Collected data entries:
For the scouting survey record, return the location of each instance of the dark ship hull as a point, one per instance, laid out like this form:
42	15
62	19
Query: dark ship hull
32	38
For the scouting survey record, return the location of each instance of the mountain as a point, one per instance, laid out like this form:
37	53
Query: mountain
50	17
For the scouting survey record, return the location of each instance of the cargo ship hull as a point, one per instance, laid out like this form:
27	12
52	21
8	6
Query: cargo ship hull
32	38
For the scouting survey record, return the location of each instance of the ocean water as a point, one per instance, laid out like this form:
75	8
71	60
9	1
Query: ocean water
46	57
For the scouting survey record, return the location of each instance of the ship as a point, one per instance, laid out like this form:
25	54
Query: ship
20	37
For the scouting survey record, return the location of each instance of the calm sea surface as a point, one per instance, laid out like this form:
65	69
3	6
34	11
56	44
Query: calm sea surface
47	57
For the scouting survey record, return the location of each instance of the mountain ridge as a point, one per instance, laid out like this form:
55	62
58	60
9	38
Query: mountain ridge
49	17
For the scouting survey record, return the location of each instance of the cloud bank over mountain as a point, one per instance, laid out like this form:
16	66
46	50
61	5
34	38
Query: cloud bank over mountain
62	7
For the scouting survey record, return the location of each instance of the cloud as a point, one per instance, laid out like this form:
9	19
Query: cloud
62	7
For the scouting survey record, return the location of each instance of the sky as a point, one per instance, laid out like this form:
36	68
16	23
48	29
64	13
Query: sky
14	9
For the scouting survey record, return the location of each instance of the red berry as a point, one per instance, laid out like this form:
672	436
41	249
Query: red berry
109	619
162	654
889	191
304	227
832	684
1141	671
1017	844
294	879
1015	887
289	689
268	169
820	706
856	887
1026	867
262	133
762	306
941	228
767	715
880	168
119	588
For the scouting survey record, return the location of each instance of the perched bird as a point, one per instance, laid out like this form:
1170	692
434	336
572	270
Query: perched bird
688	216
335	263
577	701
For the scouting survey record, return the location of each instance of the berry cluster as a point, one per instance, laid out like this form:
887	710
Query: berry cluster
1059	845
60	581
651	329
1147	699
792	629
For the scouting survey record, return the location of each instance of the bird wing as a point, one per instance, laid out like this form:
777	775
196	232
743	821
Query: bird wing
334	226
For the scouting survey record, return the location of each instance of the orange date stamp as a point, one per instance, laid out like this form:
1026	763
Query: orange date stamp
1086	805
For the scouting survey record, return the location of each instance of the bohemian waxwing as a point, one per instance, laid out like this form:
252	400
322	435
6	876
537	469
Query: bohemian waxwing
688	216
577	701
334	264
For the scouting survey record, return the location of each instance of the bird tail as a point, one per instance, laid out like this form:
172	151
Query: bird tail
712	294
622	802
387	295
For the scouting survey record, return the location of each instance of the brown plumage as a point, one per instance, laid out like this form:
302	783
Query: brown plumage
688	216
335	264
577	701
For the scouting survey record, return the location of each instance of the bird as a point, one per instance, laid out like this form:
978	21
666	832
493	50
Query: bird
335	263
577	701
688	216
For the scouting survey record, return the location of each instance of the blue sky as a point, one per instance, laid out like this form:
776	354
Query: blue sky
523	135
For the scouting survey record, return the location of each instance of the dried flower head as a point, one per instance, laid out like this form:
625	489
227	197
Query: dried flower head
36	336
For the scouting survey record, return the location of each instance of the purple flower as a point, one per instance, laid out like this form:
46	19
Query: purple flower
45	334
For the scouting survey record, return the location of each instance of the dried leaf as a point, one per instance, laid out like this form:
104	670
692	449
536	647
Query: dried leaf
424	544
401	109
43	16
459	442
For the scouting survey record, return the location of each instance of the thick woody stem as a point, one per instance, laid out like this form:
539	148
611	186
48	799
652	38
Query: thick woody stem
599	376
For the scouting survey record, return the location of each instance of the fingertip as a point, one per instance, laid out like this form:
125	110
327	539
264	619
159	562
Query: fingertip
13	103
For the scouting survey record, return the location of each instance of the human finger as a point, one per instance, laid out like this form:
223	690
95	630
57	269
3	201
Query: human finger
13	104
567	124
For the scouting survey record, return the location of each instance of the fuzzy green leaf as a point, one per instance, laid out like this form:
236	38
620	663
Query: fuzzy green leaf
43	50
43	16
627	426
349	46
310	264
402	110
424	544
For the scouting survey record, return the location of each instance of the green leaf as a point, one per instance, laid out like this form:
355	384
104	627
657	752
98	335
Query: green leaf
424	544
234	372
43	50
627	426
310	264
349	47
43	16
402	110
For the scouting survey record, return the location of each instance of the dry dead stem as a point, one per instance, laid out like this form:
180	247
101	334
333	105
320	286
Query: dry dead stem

• [Task requirements]: Copy out all of the material above word for word, changing nothing.

• [In response]:
For the scouting survey record, return the location of each instance of the dark ship hull as a point, one per instance, laid out like this form:
42	15
62	19
Query: dark ship hull
32	38
For the scouting survey record, return the location of each instance of the mountain as a point, one per instance, laid out like this form:
37	53
Query: mountain
50	17
For the scouting survey record, return the location of each instance of the cargo ship hull as a point, one per instance, laid out like this form:
27	12
52	21
8	6
Query: cargo ship hull
32	38
For the scouting survey record, return the location of each instance of the ocean water as a point, one per instance, laid out like this form:
75	8
71	60
9	1
Query: ocean water
46	57
For the scouting survey record, return the location of each instance of the ship as a point, one per instance, laid out like this form:
25	54
Query: ship
20	37
For the scouting survey record, return the location of each instance of the calm sea surface as a point, one per instance, laid out like this form:
65	69
3	6
34	11
56	44
Query: calm sea surface
47	57
For the scouting survey record, return the location of each instance of the mountain ridge as a point, one per instance, laid out like this form:
55	62
58	60
9	38
Query: mountain ridge
49	17
For the scouting survey record, return the location of each instance of the cloud bank over mountain as a point, one per instance, laid out like this form:
16	66
46	50
61	5
34	38
Query: cloud bank over mountain
62	7
For the scouting survey record, return the location of each instance of the cloud as a point, one per instance, laid out like this form:
9	19
Query: cloud
62	7
For the scouting survey record, return the location of each instance of the sky as a point, one per instance, laid out like this form:
36	68
16	23
48	29
64	13
Query: sky
14	9
For the scouting survey record, return the location of each instance of the red berry as a point, one per instance, laid out like this form:
672	436
41	249
Query: red berry
109	619
162	654
889	191
304	227
832	684
1141	671
1017	844
294	879
1015	887
289	689
268	169
820	706
856	887
1026	867
262	133
762	306
941	228
767	715
880	168
119	588
For the scouting survey record, return the location of each instance of the perched bird as a point, one per instance, laid out like this form:
1170	692
434	336
572	270
Query: perched bird
688	216
335	263
577	701
For the scouting survey record, return the location of each instance of the berry cluster as a point, one per instance, laid out like this form:
887	710
Query: berry cluster
1059	845
60	581
651	329
1147	699
792	629
For the scouting survey record, return the location of each instance of the bird wing as a point, one per instance, laid out like this form:
777	775
196	232
743	821
Query: bird wing
334	226
For the scouting survey record, return the location of each instance of the orange date stamp as a point, one per instance, laid out like this form:
1026	763
Query: orange date stamp
1086	805
For the scouting survey record, return the location of each instance of the bohemian waxwing as a point, one per instance, laid out like this form:
252	400
322	435
6	876
537	469
Query: bohemian waxwing
688	216
577	701
334	264
For the scouting survey record, return the location of each instance of the bird tail as a point, one per instance, laid out like this form:
172	151
Query: bird tail
712	294
622	802
387	295
For the scouting survey record, return the location of each instance of the brown plumage as a point, one per instance, laid out like this form:
302	783
Query: brown plumage
688	216
335	264
577	701
For the scouting survey record, return the location of each instance of the bird as a point, one per instance, laid out like this form:
978	21
666	832
493	50
Query: bird
335	263
577	701
688	216
For the scouting survey record, return the location of each instance of the blue sky as a point, one per instance, laid out like this form:
776	354
Query: blue sky
523	135
For the scouting survey record, return the location of each instance of the dried flower head as a point, one per instance, laid out like this form:
625	489
227	197
Query: dried flower head
36	336
For the scouting survey record, return the location of each instance of the purple flower as a point, one per instance, laid out like this form:
46	19
Query: purple flower
45	334
For the scouting survey record, return the location of each instance of the dried leaf as a point, one per instance, laid out like this form:
104	670
692	449
536	647
Query: dried leaf
424	544
401	109
43	16
459	442
For the scouting survey record, return the location of each instance of the thick woody stem as a point, one per instance, laid out like this form:
539	148
611	186
48	799
652	38
Query: thick woody stem
599	376
For the scouting survey record, return the location of each instance of the fingertip as a point, one per instance, laid out like this form:
125	110
327	539
264	619
159	562
Query: fingertip
13	103
For the scouting survey record, return the location of each instance of the human finger as a point, one per instance, laid out like this form:
223	690
95	630
57	269
3	201
Query: human finger
13	104
567	124
For the scouting survey record, return the location of each instance of the fuzzy green leaf as a point, one per instance, laid out like this form:
236	38
620	663
Query: fuzzy green leaf
43	50
43	16
627	426
349	46
310	264
402	110
424	544
For the scouting survey record, return the location of each instance of the green leaf as a point, one per instance, laid out like this form:
355	384
104	627
657	752
98	335
Query: green leaf
424	544
234	372
43	50
627	426
310	264
349	47
43	16
402	110
For the scouting survey record, return the location of each instance of the dry dead stem as a point, one per instance, laid out like this form:
180	247
101	334
333	105
320	286
Query: dry dead stem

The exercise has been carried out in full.